:: What is required ::
Each line below must be transcribed exactly, and no picture may appear in the transcription.

Entries provided: Begin

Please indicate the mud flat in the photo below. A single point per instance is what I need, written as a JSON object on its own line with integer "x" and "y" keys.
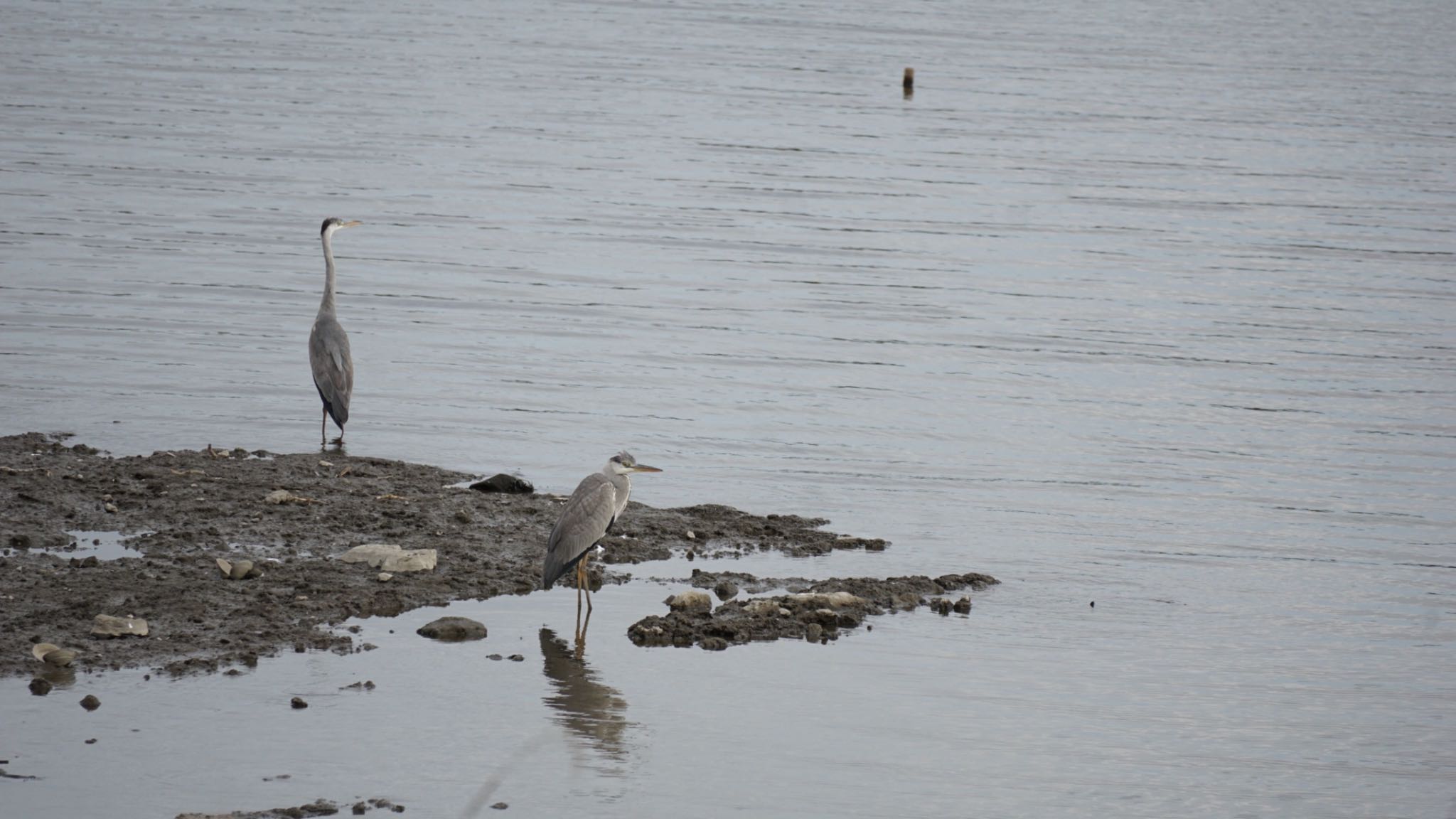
{"x": 291, "y": 516}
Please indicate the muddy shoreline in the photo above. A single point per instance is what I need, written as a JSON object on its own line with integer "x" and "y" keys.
{"x": 184, "y": 509}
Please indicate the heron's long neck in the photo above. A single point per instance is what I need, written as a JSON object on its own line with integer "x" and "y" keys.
{"x": 326, "y": 305}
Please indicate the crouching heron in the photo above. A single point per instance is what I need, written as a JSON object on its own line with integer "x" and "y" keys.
{"x": 329, "y": 346}
{"x": 587, "y": 518}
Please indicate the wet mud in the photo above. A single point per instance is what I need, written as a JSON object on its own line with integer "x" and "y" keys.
{"x": 815, "y": 612}
{"x": 291, "y": 516}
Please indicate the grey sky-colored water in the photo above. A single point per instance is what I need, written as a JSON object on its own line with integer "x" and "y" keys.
{"x": 1143, "y": 304}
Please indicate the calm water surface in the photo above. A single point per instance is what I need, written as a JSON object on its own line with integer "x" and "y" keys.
{"x": 1143, "y": 304}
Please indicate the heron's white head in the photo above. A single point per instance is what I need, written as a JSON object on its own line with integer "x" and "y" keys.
{"x": 332, "y": 223}
{"x": 623, "y": 464}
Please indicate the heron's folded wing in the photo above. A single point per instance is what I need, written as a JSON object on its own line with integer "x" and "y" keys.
{"x": 332, "y": 366}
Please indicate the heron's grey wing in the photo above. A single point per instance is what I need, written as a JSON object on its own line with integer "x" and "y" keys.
{"x": 582, "y": 523}
{"x": 332, "y": 366}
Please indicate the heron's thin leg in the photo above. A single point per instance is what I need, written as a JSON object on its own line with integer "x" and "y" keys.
{"x": 586, "y": 582}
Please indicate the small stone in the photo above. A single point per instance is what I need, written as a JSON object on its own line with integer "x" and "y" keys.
{"x": 690, "y": 601}
{"x": 453, "y": 630}
{"x": 504, "y": 483}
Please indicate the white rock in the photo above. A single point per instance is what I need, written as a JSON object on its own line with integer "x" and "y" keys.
{"x": 108, "y": 626}
{"x": 389, "y": 557}
{"x": 690, "y": 601}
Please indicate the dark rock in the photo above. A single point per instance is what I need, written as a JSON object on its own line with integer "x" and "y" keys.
{"x": 453, "y": 630}
{"x": 503, "y": 483}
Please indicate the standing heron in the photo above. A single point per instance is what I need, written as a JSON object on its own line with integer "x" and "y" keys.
{"x": 329, "y": 346}
{"x": 587, "y": 518}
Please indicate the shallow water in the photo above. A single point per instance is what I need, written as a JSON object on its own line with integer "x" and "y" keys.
{"x": 1147, "y": 305}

Entries provided: End

:: Answer ::
Please indicate the mud flat in the photo below. A single point per instance is what I need, written as a JSON object on its own line with integer "x" and "y" keys.
{"x": 291, "y": 516}
Please indicate the muddy shoreline in the photo above. A single point per instance is what I need, written as a JSON object on its own line with integer "x" and "y" keys.
{"x": 184, "y": 509}
Please indicate the heron's long neck in the photo above. A single point per instance is what I need, written as a JSON object on its own line with integer "x" and "y" keys.
{"x": 326, "y": 305}
Please indicate the crouching heron in the photo above. A single point per instance is what I need, written as a JSON object on its own line with integer "x" and "y" keys.
{"x": 329, "y": 346}
{"x": 587, "y": 518}
Please indicate the wet mud in the photo above. A single point per instance is what I need, written as a JSON object on its own line with integer "x" and "y" keys.
{"x": 815, "y": 612}
{"x": 291, "y": 516}
Please indicate the grey sky-colored water in the photo above. A single point per instance is what I need, written as a JSON object on its own line with integer "x" and "y" keys.
{"x": 1143, "y": 304}
Please indicate the calm water surface in the photo above. A single point per instance is what I need, written as a JSON object on its own line with integer "x" and "y" keys.
{"x": 1143, "y": 304}
Please indicate the heron's white head in the photo above. A single point per instance is what I need, written as a JSON object on its own line with integer "x" and "y" keys.
{"x": 332, "y": 223}
{"x": 623, "y": 464}
Please indicate the heron's folded wing in the photo above. A single point per instance is what I need, written as a JSON object on its own line with integer "x" and "y" keys.
{"x": 332, "y": 366}
Please indicate the heron's grey wing in the photo above. A single point per instance is what I need, written as a JSON object on its own line with integer "x" and "y" keys.
{"x": 582, "y": 523}
{"x": 332, "y": 366}
Please indicate the heron's thin leg in the photo above. A single point per instance is what I need, written as a JSON object on its own line with integer "x" and "y" keys.
{"x": 586, "y": 582}
Please indicate the small stone in the photo above. A single point per instance is what I need, written as a JSON object on its own line with integer "x" and "y" keys.
{"x": 690, "y": 601}
{"x": 453, "y": 630}
{"x": 504, "y": 483}
Please indicate the white rock in the photo above. A single point per instance is what I need, written as a JSON object on its own line with integer "x" and "y" keys.
{"x": 108, "y": 626}
{"x": 389, "y": 557}
{"x": 690, "y": 601}
Please indicate the dark rock in the photo above. A single point per instance is what I need, written as a JSON object on its own line with integer "x" and "y" keys.
{"x": 453, "y": 630}
{"x": 503, "y": 483}
Please indicate the standing heron in the photo above. A single point per instance is what I need, written as a JSON object on its own line with integer "x" and "y" keys.
{"x": 329, "y": 346}
{"x": 587, "y": 518}
Please indicate the shallow water in the photo above. A single point per instance is what I need, written as a JSON object on its own line with integer "x" and "y" keys.
{"x": 1147, "y": 305}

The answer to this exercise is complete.